[Region pointing data]
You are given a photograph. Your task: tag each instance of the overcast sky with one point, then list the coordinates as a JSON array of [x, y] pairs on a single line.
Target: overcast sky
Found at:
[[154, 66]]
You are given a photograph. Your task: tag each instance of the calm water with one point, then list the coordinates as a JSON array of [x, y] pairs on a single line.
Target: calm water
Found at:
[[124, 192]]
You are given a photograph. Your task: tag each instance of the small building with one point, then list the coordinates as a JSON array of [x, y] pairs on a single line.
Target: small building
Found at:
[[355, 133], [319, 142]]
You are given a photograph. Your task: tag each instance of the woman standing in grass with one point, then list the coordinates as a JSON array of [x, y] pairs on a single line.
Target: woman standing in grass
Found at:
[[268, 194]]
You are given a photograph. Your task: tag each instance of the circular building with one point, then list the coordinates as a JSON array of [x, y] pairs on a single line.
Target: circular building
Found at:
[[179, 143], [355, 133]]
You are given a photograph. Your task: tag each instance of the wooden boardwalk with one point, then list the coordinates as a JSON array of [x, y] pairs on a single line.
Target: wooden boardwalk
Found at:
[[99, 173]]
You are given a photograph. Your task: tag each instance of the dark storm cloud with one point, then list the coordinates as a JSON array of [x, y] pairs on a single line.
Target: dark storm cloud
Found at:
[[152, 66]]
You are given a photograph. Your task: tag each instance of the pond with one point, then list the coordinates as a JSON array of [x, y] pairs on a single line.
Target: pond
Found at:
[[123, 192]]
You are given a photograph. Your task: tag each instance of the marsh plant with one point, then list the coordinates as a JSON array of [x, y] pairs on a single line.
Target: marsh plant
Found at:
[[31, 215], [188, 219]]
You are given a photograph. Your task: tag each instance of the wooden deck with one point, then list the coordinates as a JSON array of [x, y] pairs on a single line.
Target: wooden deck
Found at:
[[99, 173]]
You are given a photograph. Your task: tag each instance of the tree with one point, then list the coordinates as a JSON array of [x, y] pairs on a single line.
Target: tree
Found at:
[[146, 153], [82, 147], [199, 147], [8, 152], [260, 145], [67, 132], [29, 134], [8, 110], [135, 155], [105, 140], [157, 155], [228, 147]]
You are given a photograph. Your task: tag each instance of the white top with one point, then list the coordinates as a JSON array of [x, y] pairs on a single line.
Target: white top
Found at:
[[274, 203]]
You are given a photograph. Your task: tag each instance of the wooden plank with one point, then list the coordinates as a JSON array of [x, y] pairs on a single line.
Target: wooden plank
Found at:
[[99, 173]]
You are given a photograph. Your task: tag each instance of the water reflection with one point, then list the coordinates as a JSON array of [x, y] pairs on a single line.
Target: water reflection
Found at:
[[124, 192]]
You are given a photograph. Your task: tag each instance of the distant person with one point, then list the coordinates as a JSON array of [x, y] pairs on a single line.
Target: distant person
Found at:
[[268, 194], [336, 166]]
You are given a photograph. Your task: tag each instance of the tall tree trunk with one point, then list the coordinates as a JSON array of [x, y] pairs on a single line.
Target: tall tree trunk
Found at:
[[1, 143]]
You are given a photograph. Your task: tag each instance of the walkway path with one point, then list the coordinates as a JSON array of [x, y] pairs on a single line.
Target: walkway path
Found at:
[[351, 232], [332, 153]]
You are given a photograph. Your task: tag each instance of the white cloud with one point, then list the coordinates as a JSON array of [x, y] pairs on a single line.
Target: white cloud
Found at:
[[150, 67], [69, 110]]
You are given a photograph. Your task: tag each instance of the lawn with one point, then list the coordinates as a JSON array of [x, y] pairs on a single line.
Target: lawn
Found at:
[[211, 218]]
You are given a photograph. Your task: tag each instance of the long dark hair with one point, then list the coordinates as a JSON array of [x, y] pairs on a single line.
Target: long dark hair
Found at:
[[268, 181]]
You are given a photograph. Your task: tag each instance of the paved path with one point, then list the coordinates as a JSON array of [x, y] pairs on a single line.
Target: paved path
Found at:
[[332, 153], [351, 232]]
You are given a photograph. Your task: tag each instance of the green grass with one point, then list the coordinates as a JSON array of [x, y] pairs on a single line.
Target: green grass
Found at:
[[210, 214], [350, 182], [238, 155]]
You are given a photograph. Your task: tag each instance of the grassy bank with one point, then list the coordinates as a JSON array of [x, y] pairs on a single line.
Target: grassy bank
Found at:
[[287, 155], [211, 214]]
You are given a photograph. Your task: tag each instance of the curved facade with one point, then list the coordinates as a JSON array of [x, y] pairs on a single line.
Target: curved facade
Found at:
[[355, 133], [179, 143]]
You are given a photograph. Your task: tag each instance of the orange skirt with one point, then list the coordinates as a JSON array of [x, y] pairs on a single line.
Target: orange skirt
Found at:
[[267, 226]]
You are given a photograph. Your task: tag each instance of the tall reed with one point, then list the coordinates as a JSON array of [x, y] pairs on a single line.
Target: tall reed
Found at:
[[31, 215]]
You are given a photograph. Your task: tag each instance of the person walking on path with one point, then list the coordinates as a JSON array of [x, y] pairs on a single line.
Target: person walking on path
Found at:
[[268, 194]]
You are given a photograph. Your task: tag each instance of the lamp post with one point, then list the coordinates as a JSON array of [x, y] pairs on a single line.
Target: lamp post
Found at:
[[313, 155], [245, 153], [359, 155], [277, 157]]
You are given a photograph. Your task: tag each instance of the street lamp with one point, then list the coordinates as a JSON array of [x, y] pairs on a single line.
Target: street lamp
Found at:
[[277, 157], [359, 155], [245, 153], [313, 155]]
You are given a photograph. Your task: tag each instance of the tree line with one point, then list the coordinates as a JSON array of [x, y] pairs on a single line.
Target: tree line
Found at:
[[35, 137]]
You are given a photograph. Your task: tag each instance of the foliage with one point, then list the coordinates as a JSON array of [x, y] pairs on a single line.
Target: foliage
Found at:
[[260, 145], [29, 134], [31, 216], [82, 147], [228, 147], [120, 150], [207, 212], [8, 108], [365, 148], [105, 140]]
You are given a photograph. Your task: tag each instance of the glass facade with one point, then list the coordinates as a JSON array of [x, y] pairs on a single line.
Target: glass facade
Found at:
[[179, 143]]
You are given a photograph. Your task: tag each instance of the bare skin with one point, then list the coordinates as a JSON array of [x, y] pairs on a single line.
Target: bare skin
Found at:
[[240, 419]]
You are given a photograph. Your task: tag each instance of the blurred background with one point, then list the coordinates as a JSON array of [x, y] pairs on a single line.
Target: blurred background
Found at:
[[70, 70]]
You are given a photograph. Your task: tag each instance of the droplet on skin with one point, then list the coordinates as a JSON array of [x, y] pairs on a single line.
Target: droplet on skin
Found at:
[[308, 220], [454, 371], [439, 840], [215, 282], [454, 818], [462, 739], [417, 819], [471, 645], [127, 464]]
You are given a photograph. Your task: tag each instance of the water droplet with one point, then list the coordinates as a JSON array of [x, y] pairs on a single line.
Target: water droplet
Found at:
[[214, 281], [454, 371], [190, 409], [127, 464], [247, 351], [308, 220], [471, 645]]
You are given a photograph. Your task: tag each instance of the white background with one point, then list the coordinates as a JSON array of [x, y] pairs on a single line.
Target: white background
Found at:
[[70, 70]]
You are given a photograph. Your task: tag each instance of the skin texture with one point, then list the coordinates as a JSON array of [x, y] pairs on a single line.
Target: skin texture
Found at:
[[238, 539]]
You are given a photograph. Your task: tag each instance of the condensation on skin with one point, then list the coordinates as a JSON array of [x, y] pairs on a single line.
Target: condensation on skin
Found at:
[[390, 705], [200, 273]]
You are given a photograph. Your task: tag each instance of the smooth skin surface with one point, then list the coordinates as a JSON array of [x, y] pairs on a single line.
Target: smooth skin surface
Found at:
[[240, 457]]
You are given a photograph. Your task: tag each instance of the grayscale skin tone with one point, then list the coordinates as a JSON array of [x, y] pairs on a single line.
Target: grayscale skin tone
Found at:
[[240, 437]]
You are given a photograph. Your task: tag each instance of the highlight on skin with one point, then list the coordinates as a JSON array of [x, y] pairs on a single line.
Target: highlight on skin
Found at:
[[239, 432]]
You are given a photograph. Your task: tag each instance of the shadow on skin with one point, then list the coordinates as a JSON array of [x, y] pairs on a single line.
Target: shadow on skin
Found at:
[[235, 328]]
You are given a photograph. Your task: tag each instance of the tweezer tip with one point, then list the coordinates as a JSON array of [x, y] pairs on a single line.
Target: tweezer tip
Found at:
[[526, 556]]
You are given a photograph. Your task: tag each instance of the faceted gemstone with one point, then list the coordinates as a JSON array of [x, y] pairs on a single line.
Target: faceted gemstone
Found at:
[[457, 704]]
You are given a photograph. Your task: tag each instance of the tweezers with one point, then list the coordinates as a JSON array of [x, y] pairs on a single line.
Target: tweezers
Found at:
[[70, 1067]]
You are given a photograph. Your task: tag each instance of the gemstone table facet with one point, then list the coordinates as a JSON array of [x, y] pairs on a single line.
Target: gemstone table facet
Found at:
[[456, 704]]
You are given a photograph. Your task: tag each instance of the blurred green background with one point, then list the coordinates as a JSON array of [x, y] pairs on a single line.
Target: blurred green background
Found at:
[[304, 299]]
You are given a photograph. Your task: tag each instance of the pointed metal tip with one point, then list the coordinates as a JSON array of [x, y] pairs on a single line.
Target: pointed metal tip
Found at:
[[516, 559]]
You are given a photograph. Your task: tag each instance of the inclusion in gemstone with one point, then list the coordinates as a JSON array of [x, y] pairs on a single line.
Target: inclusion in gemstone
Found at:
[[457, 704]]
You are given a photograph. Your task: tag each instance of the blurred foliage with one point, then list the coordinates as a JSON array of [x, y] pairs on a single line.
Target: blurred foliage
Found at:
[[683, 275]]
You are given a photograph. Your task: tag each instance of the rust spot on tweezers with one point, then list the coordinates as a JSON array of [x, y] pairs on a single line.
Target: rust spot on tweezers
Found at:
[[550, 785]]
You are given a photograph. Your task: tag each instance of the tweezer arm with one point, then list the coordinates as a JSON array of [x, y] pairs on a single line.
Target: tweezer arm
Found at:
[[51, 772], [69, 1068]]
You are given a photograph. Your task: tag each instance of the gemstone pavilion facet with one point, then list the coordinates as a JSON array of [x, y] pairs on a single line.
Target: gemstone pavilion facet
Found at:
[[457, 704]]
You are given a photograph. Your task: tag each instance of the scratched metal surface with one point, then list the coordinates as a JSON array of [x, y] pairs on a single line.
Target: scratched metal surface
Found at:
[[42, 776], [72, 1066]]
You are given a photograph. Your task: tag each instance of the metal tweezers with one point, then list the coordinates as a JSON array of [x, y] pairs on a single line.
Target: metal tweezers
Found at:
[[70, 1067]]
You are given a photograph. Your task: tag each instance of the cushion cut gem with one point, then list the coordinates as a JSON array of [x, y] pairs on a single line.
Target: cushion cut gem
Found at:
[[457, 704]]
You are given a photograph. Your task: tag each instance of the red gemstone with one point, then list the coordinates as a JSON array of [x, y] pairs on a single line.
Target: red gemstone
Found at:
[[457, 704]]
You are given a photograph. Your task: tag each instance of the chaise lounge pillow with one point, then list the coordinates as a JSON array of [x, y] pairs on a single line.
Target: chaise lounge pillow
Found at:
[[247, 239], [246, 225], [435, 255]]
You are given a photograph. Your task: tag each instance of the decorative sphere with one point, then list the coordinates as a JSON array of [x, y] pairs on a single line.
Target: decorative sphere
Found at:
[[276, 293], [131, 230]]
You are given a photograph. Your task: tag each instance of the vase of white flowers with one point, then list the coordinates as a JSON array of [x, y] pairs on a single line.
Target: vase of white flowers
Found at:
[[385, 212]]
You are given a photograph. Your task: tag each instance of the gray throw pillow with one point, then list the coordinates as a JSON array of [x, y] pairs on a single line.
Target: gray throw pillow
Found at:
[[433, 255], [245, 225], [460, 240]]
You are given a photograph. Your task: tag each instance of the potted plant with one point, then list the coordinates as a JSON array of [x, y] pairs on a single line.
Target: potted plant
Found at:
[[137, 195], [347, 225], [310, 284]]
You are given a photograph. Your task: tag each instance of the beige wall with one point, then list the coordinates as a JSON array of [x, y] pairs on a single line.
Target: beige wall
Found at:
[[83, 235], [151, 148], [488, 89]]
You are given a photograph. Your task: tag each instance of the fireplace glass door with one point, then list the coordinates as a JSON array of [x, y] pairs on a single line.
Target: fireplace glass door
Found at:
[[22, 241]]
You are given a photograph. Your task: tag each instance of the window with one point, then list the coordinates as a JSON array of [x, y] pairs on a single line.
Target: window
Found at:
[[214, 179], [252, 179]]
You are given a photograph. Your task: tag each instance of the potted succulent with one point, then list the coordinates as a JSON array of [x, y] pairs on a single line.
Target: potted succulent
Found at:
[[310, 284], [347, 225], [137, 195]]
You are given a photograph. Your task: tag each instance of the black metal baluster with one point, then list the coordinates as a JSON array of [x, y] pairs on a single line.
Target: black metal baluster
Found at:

Directions for this task: Up to and including the line with "of the small", repeat the entries exactly, beginning at their first line.

Solution for this task:
You are given a photograph. Your task: tag each instance of the overcast sky with one point, then list the coordinates as a JSON array of [x, y] pairs on a single line.
Target: overcast sky
Found at:
[[154, 66]]
You are given a photograph. Your task: tag each instance of the calm water with one point, then list the coordinates as a JSON array of [x, y] pairs on a single line.
Target: calm water
Found at:
[[124, 192]]
You are given a photograph. Your task: tag each instance of the small building with one point, then list the coordinates as a JSON array of [x, y] pairs on a single line.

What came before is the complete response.